### EXERCISE TASK:
Find every line in the items below that contains the string "chrome" and copy each such line.

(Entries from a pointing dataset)

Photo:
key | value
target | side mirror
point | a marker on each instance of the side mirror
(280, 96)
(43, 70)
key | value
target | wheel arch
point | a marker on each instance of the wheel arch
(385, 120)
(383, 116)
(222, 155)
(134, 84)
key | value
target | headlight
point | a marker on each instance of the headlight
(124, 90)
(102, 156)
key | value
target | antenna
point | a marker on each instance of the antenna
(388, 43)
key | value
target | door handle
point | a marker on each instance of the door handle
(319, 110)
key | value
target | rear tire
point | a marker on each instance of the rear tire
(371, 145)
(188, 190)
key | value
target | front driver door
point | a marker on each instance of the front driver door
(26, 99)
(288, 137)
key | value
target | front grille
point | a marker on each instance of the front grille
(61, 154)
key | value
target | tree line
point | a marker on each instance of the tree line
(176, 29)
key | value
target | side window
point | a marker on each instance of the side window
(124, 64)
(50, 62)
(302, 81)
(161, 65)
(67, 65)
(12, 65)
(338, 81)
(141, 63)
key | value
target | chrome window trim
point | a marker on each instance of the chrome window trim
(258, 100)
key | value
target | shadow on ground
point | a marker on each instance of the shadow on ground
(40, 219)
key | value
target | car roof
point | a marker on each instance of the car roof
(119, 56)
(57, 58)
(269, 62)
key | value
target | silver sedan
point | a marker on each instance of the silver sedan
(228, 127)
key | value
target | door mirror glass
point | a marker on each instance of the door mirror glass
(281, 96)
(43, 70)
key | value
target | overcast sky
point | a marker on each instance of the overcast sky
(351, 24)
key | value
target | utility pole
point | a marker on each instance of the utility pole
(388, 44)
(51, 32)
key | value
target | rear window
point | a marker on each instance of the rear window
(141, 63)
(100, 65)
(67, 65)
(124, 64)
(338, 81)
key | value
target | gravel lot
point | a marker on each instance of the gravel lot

### TASK OUTPUT:
target | chrome window trim
point | a marker on each instance of the chrome window trim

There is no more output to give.